_Document segment_.
****************

Why Should We Care?

On my way back from the Santa Monica Museum of Art’s excellent Tour da Arts on Saturday, I stopped in the 90210 for a meeting with Better Bike Beverly Hills.

Now, some of you might ask why we should care about what I myself have called the “sequined moth hole in the fabric of Los Angeles.” Isn’t it full of nothing but show-off snobs, overconsumers in Escalades and Range Rovers?

Well, yes, it is…but that’s not all there is to it. There are several reasons to support more bicycling facilities in the Gilded Cabbage–aside, that is, from the eleven bike racks which form the totality of that city’s support for the “Most Efficient Machine Ever Made.”


Santa Monica Boulevard through Beverly Hills
For one thing, most people emulate the wealthy, even as they deny it. Poor people and middle class people both. So if you can get some pearls and some pinstripes rolling along Cañon Drive on Bromptons, Gazelles, Civias, or any other glitzy velo, you’ll see the herd following. After all, they don’t sit in traffic jams because they like it; it’s because for over a century, cars have been sold as status symbols–something French philosopher André Gorz saw long ago.

****************

_Excerpted records_.
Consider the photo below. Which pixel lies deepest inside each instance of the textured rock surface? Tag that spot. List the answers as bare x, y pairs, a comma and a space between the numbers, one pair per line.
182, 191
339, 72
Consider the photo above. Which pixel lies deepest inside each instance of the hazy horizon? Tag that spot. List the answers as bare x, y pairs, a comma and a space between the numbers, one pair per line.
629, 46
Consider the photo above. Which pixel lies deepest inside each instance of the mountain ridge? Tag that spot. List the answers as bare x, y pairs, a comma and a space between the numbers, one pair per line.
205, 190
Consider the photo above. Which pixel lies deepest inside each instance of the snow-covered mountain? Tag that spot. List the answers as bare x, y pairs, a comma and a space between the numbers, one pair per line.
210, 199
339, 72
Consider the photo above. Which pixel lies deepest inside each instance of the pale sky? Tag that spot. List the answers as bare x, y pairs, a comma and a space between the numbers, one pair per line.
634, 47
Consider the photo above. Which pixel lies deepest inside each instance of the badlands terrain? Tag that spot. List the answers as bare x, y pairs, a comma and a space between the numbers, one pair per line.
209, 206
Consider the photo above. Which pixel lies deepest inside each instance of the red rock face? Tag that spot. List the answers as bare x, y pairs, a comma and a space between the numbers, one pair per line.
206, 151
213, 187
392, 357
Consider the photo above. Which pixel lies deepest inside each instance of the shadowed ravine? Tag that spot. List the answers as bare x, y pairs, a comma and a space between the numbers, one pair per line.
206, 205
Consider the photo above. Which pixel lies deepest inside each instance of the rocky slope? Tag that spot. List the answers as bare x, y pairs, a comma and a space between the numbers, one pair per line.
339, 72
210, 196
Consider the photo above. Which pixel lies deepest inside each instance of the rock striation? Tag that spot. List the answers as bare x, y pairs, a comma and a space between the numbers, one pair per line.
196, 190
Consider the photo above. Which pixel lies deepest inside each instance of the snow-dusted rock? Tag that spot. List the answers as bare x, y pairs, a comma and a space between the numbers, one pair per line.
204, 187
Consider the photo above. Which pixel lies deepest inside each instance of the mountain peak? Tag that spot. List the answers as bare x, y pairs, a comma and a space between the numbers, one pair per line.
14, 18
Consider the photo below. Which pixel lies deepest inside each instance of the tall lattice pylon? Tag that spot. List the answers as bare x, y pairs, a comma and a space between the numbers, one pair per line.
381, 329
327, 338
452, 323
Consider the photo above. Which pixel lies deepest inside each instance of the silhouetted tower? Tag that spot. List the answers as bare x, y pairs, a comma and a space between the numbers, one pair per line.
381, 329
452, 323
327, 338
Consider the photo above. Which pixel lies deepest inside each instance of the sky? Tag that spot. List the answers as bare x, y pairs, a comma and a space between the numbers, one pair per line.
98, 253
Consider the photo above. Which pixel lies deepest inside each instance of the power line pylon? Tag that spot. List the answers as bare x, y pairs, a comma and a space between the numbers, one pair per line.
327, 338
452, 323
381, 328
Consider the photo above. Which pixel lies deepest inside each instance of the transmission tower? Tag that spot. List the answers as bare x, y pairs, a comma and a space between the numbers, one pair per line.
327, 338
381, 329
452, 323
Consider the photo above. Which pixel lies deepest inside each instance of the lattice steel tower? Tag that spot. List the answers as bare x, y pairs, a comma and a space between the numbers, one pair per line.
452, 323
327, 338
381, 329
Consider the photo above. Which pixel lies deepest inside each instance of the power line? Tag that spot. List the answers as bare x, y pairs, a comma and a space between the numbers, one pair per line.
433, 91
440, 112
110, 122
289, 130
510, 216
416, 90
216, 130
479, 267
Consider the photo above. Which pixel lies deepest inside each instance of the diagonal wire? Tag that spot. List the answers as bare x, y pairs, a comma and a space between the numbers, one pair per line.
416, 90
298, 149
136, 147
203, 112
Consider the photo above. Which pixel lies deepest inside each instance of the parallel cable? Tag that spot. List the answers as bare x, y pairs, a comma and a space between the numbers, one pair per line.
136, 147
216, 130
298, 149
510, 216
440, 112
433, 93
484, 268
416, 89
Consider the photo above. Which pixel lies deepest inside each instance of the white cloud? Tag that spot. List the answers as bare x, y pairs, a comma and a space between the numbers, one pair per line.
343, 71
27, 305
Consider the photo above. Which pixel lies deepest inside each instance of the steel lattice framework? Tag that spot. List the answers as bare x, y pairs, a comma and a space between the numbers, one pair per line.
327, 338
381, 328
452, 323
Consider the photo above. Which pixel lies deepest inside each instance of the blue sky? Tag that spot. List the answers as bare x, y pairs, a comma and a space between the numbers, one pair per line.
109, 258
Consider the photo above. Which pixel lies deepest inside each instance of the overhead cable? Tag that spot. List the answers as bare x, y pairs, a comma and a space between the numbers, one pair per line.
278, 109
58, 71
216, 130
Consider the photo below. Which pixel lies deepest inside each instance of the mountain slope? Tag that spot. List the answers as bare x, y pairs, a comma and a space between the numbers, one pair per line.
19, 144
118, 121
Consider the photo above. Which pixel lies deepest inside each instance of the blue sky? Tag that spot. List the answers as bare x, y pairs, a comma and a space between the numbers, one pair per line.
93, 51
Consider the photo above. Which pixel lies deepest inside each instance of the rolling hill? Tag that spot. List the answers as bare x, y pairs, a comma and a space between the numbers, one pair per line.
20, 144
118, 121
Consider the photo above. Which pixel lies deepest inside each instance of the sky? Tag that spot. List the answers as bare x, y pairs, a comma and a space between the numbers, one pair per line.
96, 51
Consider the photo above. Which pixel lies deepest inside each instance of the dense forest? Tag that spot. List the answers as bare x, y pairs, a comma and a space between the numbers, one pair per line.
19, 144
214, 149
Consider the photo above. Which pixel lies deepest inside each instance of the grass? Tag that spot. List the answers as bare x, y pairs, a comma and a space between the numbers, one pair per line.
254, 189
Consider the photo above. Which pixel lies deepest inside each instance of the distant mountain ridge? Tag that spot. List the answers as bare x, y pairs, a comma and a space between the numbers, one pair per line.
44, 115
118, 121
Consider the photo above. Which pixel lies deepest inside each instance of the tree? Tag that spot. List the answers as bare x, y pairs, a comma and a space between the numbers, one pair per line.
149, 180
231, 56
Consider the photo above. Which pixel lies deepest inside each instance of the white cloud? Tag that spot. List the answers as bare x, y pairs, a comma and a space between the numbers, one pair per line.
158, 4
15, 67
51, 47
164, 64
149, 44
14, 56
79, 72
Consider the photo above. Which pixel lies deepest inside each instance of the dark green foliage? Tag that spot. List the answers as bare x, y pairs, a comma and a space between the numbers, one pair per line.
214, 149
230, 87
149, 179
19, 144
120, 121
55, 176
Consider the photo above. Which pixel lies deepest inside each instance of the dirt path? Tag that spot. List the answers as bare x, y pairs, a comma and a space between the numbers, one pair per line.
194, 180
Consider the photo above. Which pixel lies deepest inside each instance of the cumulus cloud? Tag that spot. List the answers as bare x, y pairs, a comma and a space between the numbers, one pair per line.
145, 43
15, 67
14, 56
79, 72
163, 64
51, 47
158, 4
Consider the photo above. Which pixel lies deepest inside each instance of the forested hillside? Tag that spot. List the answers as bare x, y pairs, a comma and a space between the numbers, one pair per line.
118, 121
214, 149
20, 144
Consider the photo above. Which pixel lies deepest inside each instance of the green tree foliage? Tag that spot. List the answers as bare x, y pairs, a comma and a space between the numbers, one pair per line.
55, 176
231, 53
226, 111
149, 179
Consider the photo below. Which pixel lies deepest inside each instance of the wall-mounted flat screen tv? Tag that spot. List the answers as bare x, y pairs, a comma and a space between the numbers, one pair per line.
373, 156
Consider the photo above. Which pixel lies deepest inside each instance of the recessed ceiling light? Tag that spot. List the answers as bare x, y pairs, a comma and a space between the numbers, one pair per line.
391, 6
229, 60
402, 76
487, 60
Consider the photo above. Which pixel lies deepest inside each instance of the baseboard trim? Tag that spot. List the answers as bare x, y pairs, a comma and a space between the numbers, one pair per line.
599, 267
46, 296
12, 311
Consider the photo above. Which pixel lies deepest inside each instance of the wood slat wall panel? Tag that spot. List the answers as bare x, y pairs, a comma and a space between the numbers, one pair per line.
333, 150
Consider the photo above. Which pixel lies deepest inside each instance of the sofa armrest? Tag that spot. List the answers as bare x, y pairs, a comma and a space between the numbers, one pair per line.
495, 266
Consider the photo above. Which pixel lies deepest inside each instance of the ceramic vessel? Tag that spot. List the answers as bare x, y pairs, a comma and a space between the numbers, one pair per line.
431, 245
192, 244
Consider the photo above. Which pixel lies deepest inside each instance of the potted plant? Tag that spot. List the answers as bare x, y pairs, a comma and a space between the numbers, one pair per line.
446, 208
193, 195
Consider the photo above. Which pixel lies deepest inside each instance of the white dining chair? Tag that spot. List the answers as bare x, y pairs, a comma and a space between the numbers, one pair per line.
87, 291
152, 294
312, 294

****************

_Task list_.
**A)** In the post about bicycling in Beverly Hills, copy everything from "Why Should We" down to "and Range Rovers?".
**B)** According to the post about bicycling in Beverly Hills, how many bike racks make up the city's total support for cycling?
**C)** The post about bicycling in Beverly Hills says that if wealthy people rode bikes along Cañon Drive, others would follow. Using the reasons the post gives, explain why.

_Expected answers_.
**A)**
Why Should We Care?

On my way back from the Santa Monica Museum of Art’s excellent Tour da Arts on Saturday, I stopped in the 90210 for a meeting with Better Bike Beverly Hills.

Now, some of you might ask why we should care about what I myself have called the “sequined moth hole in the fabric of Los Angeles.” Isn’t it full of nothing but show-off snobs, overconsumers in Escalades and Range Rovers?

**B)** Eleven bike racks.

**C)** Most people, both poor and middle class, emulate the wealthy even while denying it, so the herd would follow. People sit in traffic not because they like it but because cars have been sold as status symbols for over a century.